-- What to do --
Rewrite the will power excerpt below starting at "You have to" and ending at "a regular basis.", replacing "focus" with "concentration".

___ Excerpt to read

Will Culture: My main interest.

"A stimulus to nervous matter effects a change in the matter by calling forth a reaction in it. This change may be exceedingly slight after the first stimulus, but each repetition of the stimulus increases the change, with its following specific reaction, until by constant repetition a permanent alteration in the nervous matter stimulated occurs, which produces a fixed habitual way of working in it. In other words, the nervous matter acquires a special way of working, that is, of function, by habit.- William Hanna Thomson M.D

This is the opening quote to Frank Channing Haddocks: Power of Will. What a way of writing he and most writers of the 19th Century had. As a weight-training enthusiast practising this idea of conciously bringing will to the fore transformed my often mundane workouts. It's an inspiringly rational text from the most secular of the will power authors- and the best.

Seanjos signature quote says it all.

You have to make it a habit.

I think this is a very important subject, because focus is something I think a lot of people (including myself) struggle with on a regular basis.

______
___ Information provided

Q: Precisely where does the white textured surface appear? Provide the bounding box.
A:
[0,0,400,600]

______

-- Solved problem --
You have to make it a habit.

I think this is a very important subject, because concentration is something I think a lot of people (including myself) struggle with on a regular basis.